*提示本文:*
········

WIXOSS(アニメシリーズの続編も含む)
- 少女(少女に選ばれた者)以外には見えないカードバトル(物理)。3度負けると願いが反転する、複数回(個人差があり本人にもわからない)勝つとデッキのメインモンスターに肉体を乗っ取られ、本人はカードに封印されるつまりカードのモンスターになる。更にはこの戦いは形を変えていき悪化している。→夢限少女
- フレーバーテキストがパロディのオンパレード。
- おい、販促しろよ。
カードファイト!!ヴァンガードシリーズ
- カードゲームしながらイメージして戦い合っている。
- カードゲームで町おこし(主に2作目のヴァンガードG)。
フューチャーカードバディファイトシリーズ
- 元から実体化しており生活や歴史に溶け込む相棒カード。
バトルスピリッツ
- Xレアを入手する為にはパックではなく、特殊な手段で入手。(覇王のみ例外)
- ライフで受けるとプレイヤーにもダメージが行く。(少年激覇ダンからの設定)
- 次のシリーズのカードが先行登場。
- 何をやるにもバトスピで決着…と思ったら暗殺、洗脳、武力解決も普通にやる。(覇王は例外)
- なぜか古代や戦国時代にバトスピのカードが存在する。
- カードに変化する武器やモンスターがいる(ソードアイズと最強銀河究極ゼロ)

········

ポイント注釈データからの抜粋:
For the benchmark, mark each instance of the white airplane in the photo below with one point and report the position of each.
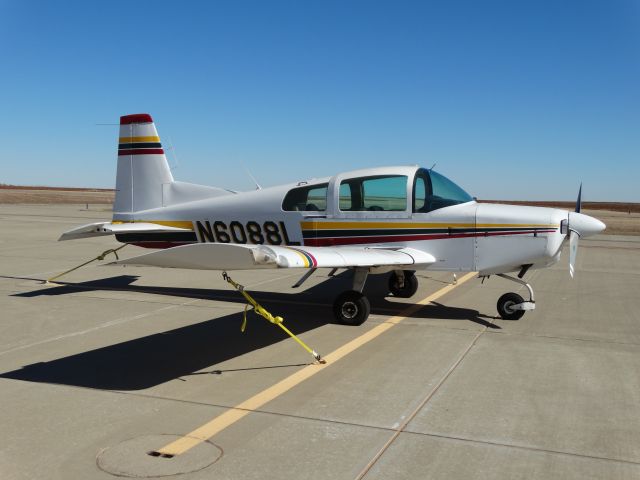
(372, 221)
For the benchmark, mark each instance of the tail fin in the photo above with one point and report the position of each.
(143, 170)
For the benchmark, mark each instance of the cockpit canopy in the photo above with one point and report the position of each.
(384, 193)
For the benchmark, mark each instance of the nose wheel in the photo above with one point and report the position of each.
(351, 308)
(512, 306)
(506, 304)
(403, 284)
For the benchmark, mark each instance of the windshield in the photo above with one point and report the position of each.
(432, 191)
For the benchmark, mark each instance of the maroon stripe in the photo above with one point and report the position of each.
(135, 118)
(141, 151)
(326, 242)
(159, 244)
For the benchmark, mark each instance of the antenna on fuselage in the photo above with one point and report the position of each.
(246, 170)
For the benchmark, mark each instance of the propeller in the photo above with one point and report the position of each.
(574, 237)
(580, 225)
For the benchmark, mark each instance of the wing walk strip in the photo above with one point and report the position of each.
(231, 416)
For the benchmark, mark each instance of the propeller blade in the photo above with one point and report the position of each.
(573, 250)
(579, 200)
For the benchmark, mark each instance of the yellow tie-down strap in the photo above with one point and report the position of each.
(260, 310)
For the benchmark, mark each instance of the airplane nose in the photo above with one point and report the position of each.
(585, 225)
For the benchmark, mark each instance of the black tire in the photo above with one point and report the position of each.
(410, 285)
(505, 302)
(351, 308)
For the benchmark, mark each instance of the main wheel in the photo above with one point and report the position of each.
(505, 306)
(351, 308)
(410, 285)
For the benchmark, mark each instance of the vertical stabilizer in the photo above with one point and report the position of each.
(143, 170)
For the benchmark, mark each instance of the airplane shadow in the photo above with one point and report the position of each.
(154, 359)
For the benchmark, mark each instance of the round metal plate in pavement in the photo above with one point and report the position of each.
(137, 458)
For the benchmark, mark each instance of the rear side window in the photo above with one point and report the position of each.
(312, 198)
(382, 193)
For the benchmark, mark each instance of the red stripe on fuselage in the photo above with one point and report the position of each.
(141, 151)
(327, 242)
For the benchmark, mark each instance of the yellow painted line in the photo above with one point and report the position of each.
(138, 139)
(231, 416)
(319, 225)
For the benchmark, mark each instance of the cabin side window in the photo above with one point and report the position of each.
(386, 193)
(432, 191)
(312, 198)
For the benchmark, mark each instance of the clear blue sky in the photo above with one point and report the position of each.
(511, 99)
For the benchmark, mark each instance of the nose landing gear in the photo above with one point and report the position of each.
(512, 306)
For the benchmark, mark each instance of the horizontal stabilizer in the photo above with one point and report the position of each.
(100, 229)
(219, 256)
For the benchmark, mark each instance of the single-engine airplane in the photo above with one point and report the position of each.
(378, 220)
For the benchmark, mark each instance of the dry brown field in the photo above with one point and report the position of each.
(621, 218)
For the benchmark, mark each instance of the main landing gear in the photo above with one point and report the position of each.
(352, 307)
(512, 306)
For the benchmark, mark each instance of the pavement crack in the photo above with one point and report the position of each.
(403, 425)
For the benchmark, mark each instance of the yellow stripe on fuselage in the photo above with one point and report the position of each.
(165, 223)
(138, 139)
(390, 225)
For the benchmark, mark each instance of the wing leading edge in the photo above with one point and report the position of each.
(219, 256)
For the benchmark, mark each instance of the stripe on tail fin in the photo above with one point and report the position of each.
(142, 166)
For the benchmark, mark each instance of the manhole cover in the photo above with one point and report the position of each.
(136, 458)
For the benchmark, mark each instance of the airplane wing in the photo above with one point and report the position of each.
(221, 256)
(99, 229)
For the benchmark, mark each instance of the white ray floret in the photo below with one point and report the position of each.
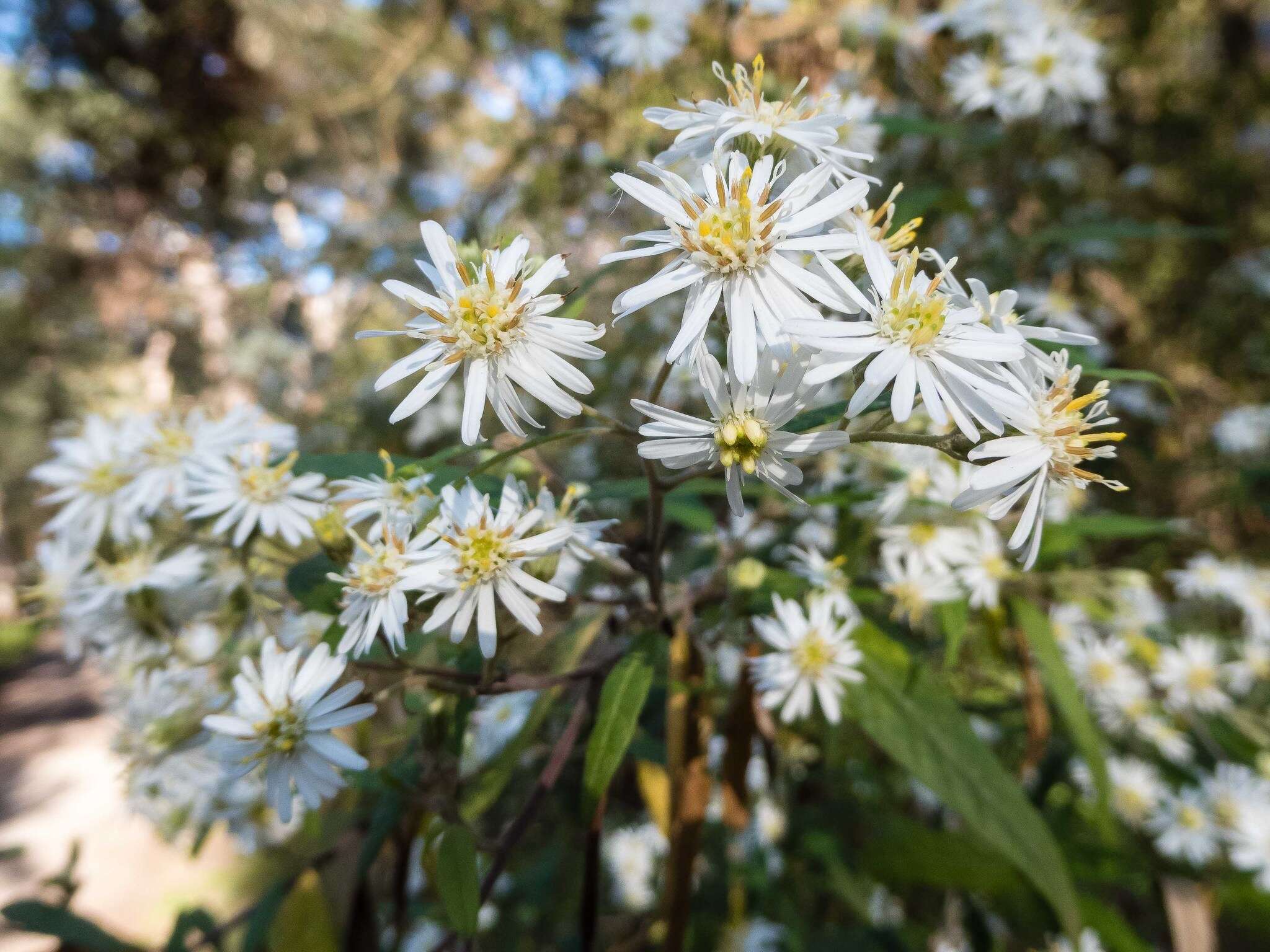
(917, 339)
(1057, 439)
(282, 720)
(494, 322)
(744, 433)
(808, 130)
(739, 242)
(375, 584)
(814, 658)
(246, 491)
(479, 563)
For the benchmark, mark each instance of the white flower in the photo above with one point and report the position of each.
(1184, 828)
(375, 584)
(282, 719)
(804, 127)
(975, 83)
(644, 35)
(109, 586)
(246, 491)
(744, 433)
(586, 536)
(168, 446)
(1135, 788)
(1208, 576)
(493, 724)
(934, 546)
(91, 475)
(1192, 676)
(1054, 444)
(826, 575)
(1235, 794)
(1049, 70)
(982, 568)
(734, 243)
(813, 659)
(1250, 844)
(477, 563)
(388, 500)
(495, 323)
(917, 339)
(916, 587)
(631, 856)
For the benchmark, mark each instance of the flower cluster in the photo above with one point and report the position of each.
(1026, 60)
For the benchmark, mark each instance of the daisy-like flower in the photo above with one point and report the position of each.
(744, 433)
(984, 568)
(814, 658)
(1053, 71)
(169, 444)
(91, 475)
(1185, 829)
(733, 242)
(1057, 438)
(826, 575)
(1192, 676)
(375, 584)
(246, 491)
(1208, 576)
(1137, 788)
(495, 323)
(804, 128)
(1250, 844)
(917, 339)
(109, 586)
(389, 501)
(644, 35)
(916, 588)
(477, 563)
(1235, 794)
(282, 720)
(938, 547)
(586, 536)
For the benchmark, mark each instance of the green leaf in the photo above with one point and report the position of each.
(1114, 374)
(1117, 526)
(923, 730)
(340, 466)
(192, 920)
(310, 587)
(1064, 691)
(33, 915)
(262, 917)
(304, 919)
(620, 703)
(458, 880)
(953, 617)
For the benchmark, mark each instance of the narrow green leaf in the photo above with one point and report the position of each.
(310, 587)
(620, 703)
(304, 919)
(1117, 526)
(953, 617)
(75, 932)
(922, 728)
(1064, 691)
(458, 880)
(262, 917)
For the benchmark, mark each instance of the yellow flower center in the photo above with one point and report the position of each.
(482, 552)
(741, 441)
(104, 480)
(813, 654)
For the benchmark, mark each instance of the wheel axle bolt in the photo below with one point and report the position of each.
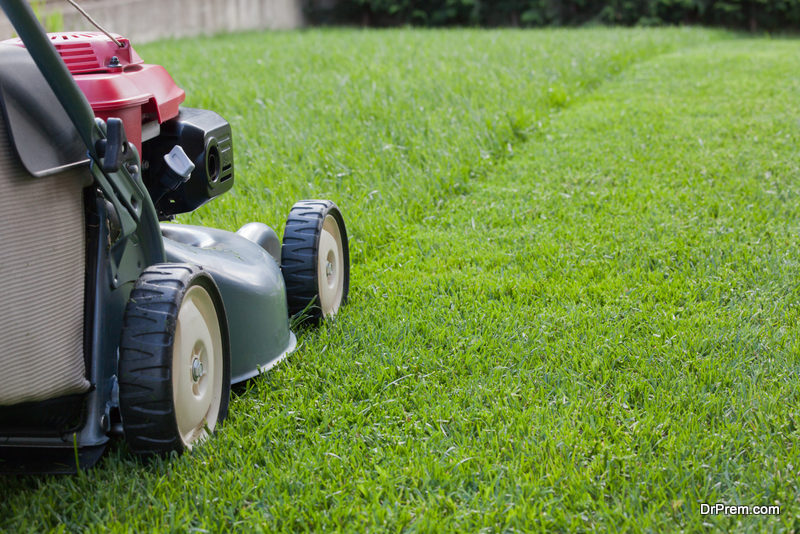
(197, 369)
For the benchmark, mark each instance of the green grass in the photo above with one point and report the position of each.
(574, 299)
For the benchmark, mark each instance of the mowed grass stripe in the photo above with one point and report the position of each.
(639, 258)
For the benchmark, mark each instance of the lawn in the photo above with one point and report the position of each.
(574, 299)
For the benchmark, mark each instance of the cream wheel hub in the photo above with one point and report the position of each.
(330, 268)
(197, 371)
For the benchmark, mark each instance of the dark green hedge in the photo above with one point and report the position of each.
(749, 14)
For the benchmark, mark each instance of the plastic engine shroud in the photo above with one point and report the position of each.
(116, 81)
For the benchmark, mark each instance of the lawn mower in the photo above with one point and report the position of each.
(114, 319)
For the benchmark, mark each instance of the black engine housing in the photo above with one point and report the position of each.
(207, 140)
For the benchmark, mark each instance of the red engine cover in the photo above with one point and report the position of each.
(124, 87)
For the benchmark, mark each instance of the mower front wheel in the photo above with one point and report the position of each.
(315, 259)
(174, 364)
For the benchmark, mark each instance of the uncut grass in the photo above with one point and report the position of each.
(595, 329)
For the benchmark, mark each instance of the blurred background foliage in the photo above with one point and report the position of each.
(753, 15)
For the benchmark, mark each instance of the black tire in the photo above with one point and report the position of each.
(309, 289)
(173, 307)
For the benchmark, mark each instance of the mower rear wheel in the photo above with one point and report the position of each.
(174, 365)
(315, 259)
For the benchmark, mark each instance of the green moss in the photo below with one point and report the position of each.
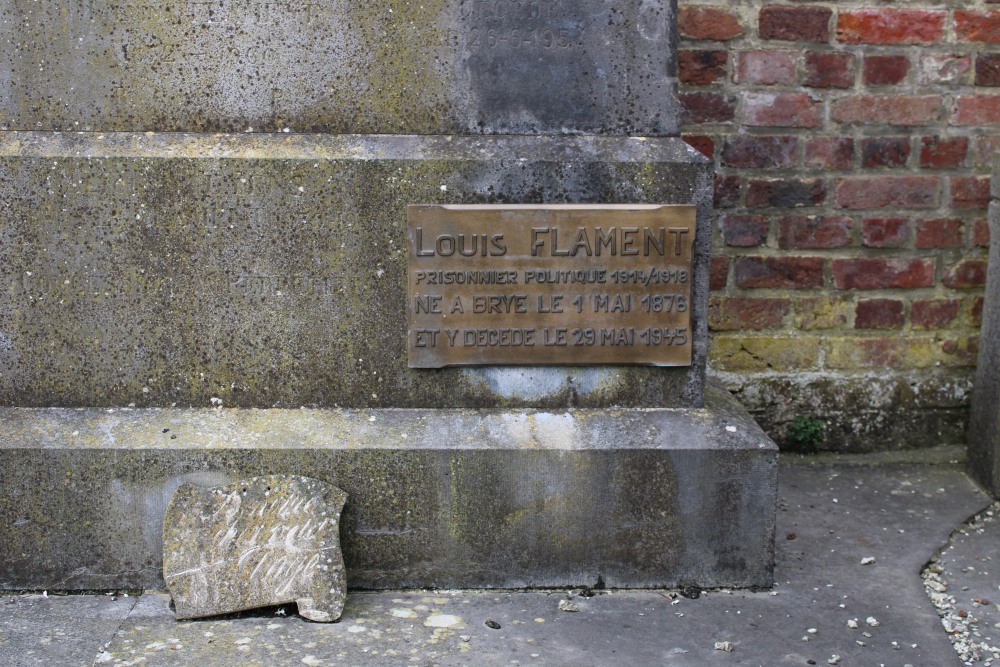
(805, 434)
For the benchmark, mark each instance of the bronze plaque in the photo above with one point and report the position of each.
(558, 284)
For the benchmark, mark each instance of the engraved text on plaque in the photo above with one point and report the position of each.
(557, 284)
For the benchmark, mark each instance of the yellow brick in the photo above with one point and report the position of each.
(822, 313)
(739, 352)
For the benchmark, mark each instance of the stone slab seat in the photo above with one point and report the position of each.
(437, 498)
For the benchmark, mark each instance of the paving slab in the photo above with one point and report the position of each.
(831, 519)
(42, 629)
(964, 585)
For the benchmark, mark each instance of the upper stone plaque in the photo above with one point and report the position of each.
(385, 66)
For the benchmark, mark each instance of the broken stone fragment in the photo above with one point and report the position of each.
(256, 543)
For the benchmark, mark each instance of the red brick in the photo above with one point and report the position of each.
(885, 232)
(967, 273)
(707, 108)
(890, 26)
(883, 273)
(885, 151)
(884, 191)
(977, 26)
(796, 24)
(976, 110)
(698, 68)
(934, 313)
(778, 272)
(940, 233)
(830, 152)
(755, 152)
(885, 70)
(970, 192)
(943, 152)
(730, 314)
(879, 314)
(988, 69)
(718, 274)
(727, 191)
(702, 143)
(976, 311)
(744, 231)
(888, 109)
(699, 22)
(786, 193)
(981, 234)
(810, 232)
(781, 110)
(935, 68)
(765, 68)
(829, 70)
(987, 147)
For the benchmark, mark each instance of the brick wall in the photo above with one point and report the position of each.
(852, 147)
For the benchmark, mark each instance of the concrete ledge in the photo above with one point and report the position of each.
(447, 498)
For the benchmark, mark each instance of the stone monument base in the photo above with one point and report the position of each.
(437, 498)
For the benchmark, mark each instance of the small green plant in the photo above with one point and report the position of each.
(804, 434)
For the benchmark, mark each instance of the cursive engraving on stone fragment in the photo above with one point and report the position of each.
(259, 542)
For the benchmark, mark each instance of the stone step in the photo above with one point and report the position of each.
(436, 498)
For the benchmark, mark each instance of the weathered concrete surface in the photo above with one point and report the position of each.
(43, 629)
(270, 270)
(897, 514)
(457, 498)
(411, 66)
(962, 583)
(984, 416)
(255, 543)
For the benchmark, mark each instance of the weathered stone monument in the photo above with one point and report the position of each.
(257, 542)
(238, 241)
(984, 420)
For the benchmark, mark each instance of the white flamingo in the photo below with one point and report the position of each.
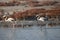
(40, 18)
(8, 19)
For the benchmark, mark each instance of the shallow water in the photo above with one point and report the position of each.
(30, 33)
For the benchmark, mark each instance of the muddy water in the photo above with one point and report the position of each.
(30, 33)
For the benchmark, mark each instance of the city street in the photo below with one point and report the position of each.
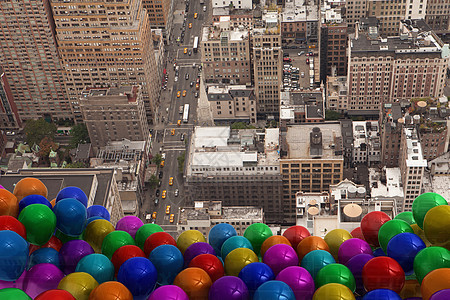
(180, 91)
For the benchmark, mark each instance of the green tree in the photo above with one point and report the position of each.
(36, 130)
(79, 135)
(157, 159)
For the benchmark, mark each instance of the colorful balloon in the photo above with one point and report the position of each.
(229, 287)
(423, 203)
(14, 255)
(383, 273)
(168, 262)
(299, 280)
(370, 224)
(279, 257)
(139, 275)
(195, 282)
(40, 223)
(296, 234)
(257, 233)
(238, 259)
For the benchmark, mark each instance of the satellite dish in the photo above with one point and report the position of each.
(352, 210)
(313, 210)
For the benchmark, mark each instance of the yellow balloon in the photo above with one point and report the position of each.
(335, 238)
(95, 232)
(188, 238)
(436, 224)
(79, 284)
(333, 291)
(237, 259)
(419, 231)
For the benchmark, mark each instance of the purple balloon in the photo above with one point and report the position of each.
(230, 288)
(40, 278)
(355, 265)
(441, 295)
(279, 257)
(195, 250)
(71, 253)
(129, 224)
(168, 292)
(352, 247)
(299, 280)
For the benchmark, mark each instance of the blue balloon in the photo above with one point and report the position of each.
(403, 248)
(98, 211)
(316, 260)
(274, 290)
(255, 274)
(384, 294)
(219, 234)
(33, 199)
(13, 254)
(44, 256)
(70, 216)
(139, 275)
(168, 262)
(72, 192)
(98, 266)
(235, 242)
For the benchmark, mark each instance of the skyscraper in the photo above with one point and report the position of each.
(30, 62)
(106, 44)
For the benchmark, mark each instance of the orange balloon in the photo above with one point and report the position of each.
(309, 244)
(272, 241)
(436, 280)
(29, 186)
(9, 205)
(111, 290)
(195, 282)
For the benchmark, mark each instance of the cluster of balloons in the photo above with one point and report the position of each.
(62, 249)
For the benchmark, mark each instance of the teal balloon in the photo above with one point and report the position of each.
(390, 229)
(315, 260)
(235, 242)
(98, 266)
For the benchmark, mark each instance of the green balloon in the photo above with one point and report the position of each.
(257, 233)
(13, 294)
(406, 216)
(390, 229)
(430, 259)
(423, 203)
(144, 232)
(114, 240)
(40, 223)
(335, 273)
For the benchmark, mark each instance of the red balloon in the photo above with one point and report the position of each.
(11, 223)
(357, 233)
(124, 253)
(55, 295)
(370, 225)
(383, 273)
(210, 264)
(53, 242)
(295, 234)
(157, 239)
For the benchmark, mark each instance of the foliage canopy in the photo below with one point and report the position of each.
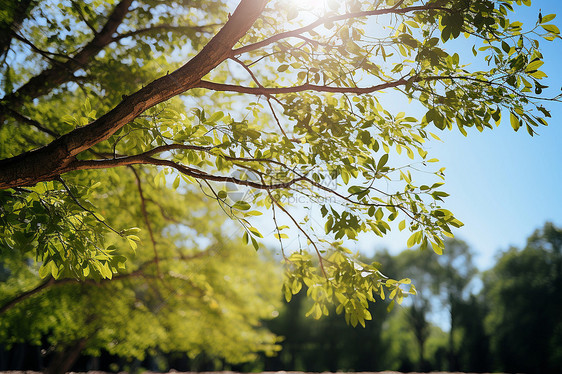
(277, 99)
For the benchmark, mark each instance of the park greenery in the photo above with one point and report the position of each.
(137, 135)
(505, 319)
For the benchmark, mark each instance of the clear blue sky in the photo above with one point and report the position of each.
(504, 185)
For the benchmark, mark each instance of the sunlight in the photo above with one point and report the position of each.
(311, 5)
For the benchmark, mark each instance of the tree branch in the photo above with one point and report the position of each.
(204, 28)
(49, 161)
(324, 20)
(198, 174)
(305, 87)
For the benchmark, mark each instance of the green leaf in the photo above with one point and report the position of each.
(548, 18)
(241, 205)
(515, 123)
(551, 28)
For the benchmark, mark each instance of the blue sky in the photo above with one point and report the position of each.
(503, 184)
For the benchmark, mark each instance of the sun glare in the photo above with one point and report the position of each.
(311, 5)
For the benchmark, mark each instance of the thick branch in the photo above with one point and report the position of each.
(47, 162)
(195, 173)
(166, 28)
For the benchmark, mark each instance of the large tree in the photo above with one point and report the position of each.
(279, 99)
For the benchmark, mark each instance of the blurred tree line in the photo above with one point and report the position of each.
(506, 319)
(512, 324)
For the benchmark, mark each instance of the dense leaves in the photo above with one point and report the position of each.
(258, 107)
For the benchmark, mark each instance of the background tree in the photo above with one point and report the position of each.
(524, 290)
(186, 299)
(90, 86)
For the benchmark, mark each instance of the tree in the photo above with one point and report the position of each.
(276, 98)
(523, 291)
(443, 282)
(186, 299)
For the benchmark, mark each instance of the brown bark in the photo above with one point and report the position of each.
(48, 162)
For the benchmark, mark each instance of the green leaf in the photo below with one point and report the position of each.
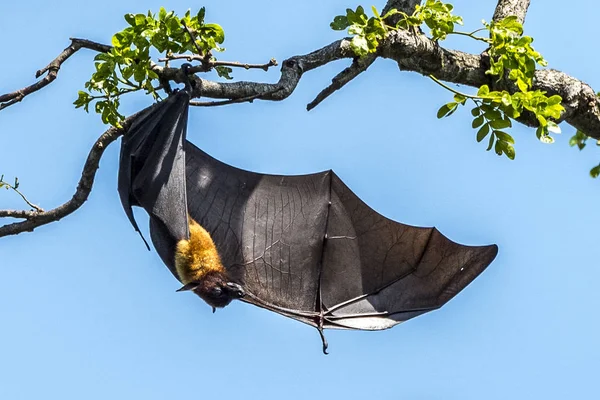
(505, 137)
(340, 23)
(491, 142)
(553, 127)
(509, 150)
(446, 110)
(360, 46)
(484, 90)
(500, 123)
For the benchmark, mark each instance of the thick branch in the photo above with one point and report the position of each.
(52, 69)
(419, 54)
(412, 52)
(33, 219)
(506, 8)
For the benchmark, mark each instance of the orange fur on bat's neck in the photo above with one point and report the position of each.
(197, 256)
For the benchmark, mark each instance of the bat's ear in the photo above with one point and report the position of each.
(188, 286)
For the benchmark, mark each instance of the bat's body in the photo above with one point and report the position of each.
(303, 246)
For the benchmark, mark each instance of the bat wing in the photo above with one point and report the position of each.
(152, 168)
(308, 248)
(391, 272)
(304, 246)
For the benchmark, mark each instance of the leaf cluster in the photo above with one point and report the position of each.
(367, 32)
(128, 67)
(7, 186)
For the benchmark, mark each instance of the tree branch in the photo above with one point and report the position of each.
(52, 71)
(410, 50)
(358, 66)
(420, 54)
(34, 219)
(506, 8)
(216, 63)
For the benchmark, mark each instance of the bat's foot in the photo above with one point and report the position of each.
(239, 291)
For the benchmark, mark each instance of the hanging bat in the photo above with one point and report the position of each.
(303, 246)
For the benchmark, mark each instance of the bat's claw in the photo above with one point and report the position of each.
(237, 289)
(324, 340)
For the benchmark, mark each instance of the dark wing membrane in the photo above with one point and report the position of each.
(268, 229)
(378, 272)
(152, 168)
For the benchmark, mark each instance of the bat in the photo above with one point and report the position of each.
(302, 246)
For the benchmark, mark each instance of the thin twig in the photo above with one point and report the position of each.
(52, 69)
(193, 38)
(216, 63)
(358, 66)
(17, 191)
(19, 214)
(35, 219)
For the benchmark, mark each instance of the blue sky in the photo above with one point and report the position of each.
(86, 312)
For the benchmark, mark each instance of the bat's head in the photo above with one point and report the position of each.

········

*小問題 1:* カードゲームアニメの本文を、「- おい、販促しろよ。」を含む語句から始めて「も普通にやる。(覇王は例外)」の後で終わる範囲だけ、一字も変えずに出力せよ。
*小問題 2:*
カードゲームアニメの本文について、次の問いに答えよ。
(a) WIXOSSでは、3度負けると願いはどうなるか。
(b) バトルスピリッツでは、ライフで受けると誰にダメージが行くか。
(c) フューチャーカードバディファイトシリーズの相棒カードは、何に溶け込んでいるか。

*課題の解答 1:*
- おい、販促しろよ。
カードファイト!!ヴァンガードシリーズ
- カードゲームしながらイメージして戦い合っている。
- カードゲームで町おこし(主に2作目のヴァンガードG)。
フューチャーカードバディファイトシリーズ
- 元から実体化しており生活や歴史に溶け込む相棒カード。
バトルスピリッツ
- Xレアを入手する為にはパックではなく、特殊な手段で入手。(覇王のみ例外)
- ライフで受けるとプレイヤーにもダメージが行く。(少年激覇ダンからの設定)
- 次のシリーズのカードが先行登場。
- 何をやるにもバトスピで決着…と思ったら暗殺、洗脳、武力解決も普通にやる。(覇王は例外)

*課題の解答 2:*
(a) 反転する。
(b) プレイヤー。
(c) 生活や歴史。